Objective:
Reproduce the data that follows in its entirety, character for character.

Records to process:
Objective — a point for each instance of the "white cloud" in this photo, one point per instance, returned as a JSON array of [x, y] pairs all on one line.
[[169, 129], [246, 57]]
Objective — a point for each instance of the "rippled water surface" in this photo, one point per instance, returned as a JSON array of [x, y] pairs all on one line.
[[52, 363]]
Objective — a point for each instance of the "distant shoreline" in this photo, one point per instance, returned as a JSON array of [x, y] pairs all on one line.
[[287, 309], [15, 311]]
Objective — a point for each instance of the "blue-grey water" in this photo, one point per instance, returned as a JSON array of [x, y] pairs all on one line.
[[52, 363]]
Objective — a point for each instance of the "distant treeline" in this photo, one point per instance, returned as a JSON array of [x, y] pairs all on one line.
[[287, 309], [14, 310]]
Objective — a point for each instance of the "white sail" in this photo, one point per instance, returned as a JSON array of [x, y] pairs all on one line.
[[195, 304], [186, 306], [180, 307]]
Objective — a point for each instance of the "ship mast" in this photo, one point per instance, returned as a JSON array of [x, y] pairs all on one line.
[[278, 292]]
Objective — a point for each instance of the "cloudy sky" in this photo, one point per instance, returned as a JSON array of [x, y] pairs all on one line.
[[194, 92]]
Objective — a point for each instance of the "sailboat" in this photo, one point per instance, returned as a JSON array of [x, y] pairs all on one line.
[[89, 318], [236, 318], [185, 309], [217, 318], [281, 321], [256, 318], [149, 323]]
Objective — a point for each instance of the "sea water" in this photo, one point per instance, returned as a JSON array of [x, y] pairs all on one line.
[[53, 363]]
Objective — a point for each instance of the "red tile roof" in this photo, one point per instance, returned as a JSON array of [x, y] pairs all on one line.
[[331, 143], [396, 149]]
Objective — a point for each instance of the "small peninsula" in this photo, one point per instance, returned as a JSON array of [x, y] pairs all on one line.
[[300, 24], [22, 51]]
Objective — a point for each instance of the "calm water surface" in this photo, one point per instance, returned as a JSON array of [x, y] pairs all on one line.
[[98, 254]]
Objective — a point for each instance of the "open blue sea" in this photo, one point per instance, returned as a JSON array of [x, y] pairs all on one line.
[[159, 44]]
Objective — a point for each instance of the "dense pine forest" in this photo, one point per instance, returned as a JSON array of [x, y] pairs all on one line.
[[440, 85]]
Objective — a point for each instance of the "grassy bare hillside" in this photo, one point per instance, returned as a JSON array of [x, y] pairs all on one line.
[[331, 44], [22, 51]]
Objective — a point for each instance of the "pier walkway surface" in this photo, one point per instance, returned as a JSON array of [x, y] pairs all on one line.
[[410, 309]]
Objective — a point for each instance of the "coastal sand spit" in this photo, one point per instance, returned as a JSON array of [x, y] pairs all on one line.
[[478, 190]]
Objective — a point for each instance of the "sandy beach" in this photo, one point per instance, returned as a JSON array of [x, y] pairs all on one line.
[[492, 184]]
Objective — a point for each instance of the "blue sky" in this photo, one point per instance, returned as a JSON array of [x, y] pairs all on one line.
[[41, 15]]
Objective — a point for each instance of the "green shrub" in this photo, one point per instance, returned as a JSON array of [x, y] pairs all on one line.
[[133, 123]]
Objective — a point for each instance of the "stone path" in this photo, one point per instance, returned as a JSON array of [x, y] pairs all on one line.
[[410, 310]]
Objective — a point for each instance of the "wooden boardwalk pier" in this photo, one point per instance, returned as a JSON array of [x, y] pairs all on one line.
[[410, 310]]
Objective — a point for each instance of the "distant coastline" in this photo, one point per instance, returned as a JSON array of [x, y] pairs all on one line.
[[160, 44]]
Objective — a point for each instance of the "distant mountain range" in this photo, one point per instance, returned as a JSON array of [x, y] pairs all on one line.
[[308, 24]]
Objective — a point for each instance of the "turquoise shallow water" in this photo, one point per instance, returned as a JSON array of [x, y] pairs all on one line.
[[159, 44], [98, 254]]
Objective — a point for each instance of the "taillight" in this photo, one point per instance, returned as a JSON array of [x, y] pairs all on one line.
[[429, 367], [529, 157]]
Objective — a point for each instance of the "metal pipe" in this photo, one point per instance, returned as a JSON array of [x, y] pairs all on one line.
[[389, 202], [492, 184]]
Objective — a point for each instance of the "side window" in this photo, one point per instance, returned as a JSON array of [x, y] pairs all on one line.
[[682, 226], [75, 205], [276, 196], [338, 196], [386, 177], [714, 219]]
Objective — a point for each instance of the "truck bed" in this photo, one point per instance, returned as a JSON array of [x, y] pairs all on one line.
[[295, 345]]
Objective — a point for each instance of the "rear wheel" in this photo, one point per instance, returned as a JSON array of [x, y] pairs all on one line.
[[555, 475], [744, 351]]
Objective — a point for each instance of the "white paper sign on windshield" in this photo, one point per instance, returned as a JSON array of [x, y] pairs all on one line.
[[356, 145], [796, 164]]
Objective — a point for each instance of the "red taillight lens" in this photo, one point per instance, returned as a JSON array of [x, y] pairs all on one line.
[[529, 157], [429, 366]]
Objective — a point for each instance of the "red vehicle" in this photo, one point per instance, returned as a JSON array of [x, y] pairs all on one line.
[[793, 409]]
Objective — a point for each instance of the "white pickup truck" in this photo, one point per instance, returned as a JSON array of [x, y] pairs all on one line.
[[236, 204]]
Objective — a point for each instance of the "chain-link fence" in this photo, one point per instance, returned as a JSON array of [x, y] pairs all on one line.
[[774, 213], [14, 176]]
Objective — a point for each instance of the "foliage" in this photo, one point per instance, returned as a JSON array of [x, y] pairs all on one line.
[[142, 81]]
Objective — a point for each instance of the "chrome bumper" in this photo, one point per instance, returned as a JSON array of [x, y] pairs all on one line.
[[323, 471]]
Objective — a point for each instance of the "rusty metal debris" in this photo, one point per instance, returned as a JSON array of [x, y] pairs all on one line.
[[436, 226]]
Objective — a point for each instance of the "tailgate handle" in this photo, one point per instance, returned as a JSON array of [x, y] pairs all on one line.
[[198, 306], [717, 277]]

Solution for this exercise:
Objective — a point for each instance of the "white cloud" in this photo, one point per instance, returned as a JSON array of [x, y] pairs all on one line.
[[169, 129], [246, 57]]
Objective — a point for each instance of the "rippled water surface" in this photo, one point per instance, returned as a JSON array of [x, y] pairs all on one line.
[[52, 363]]
Objective — a point for each instance of the "distant shoreline" in this photo, one point per instance, returned as a JSON array of [x, y] pairs all on one line.
[[287, 309], [15, 311]]
Objective — a point for each instance of the "blue-grey water" in this photo, one point per instance, returned as a JSON array of [x, y] pairs all on one line.
[[52, 363]]
Objective — a point for each instance of the "distant treeline" in this photo, one point per instance, returned as a JSON array of [x, y] pairs all on one line.
[[287, 309], [14, 310]]
Objective — a point for each instance of the "white sail" in this photo, one point per instance, returned as a JSON array of [x, y] pairs all on one line.
[[195, 304], [186, 306], [180, 307]]
Objective — a point for each instance of the "ship mast" in this photo, one point per instance, returned as a JSON array of [x, y] pairs all on one line.
[[278, 292]]
Objective — a point for each instance of the "cloudy sky" in this photo, one point per instance, returned as a JSON array of [x, y] pairs all on one line.
[[194, 92]]
Objective — a point for each instance of the "sailboat" in this photo, one point per instance, returned as a JSON array of [x, y] pairs all on one line.
[[89, 318], [236, 318], [185, 309], [217, 318], [281, 321], [256, 318], [149, 323]]
Objective — a point for each instance of the "sea water" in this photo, one point per instance, returned as a JSON array of [x, y] pairs all on one line.
[[53, 363]]
Objective — a point for each instance of the "red tile roof" in this photo, one point per instance, returned as a JSON array of [x, y] pairs all on one line.
[[331, 143], [396, 149]]
Objective — a point for each instance of the "small peninsula" in this photo, one point per instance, returned as a JSON array of [x, y] pairs all on one line.
[[300, 24], [22, 51]]
Objective — a point for each instance of the "calm water surface" in this photo, one point per instance, returned as a JSON array of [x, y] pairs all on one line.
[[98, 254]]
Objective — a point for each instance of the "open blue sea" in this photo, one point per instance, returned as a JSON array of [x, y] pairs all on one line.
[[159, 44]]
Objective — a point for each instance of the "dense pine forest" in this photo, one point per instance, returned as a JSON array of [x, y] pairs all on one line.
[[440, 85]]
Objective — a point for each instance of the "grassy bare hillside" in this photo, one point per instance, returned as a JSON array of [x, y] pairs all on one line.
[[331, 44], [22, 51]]
Objective — a point for each instance of the "pier walkway surface" in this photo, one point per instance, returned as a JSON array of [x, y] pairs all on one line.
[[410, 309]]
Objective — a point for each instance of the "coastal sand spit" in this photo, one point per instance, returned as a JSON array of [x, y] pairs all on one line.
[[478, 190]]
Objective — a point for each instance of the "sandy beach" in this photo, one point per instance, returned as a JSON array of [x, y] pairs all on one line.
[[492, 184]]
Objective — a point for each instance of the "blue sky" in this photo, one point per instance, returned as a JSON array of [x, y] pairs all on one line.
[[41, 15]]
Objective — a point for each instance of the "green shrub" in this photo, one point per instance, returned as a JSON array of [x, y] pairs all on one line.
[[133, 123]]
Objective — a point for each instance of the "stone path" in this photo, one point per instance, returned as a JSON array of [x, y] pairs all on one line.
[[410, 310]]
Objective — a point for each instance of the "wooden boardwalk pier" in this photo, one point per instance, returned as a JSON array of [x, y] pairs all on one line.
[[410, 310]]
Objective — a point for each instance of the "distant coastline" in this photo, one point per instance, returned as a JSON array of [x, y] pairs all on one line.
[[160, 44]]
Objective — a point for each instance of the "distant mountain range" in this photo, one point per instance, returned as a JSON array of [x, y] pairs all on one line.
[[308, 24]]
Objective — a point for each instance of the "turquoise shallow water" in this photo, one point per instance, returned as a JSON array of [x, y] pairs all on one line.
[[159, 44], [98, 254]]
Objective — a point for each instance of the "taillight" in this photo, one point per instance, returned as a JSON array of [x, y] pairs all on one line.
[[429, 367], [529, 157]]
Objective — a point for each instance of the "metal pipe" in this photo, one point per instance, returned as a JSON array of [x, y] pairs all on one line.
[[389, 202], [492, 184]]
Objective — a point for each instance of the "side window" in this photo, one point per instance, returned as a JSON array of [x, y] pairs all on one line.
[[682, 226], [75, 205], [276, 196], [338, 196], [386, 177], [714, 219]]
Objective — a point for each instance of the "truck bed" in this photo, one point per instance, returned as a JSON array of [x, y] pairs all on one line.
[[295, 345]]
Objective — a point for each instance of the "rear wheel" in this photo, one point per instance, returned as a JSON array of [x, y] pairs all on one line.
[[555, 475], [744, 351]]
Objective — a point for each instance of the "white paper sign on windshield" in this photo, one point per instance, returned as a JSON array of [x, y] pairs all on one line.
[[356, 145], [796, 164]]
Objective — a point for each instance of the "red taillight lens" in this photo, one point per instance, returned as a JSON array of [x, y] pairs all on one line.
[[529, 157], [429, 366]]
Objective — a point for each instance of the "red vehicle" in this photo, one point per instance, returned as a JSON array of [x, y] pairs all on one line.
[[793, 409]]
Objective — a point for each instance of the "white pickup truck" in this photo, one point per instance, returned as a JSON array of [x, y] pairs all on one line.
[[236, 204]]
Objective — a point for each instance of the "chain-link fence" in this photo, one point per instance, returned as a JSON array of [x, y] pairs all on one line.
[[774, 213], [14, 176]]
Objective — a point for each instance of the "foliage" in this photo, one point per instance, returned as a JSON array of [x, y] pairs all on one line.
[[142, 81]]
Objective — a point for each instance of the "chrome bumper" in this photo, one point per instance, returned as a JSON array of [x, y] pairs all on one line.
[[323, 471]]
Objective — a point for each instance of the "rusty metal debris" in this photo, one point per instance, returned as a JSON array of [x, y] pairs all on one line.
[[436, 226]]
Objective — a point for each instance of the "tailgate handle" in this photo, one point per instance, returned as a JSON array of [x, y] pairs all on one line.
[[198, 306], [717, 277]]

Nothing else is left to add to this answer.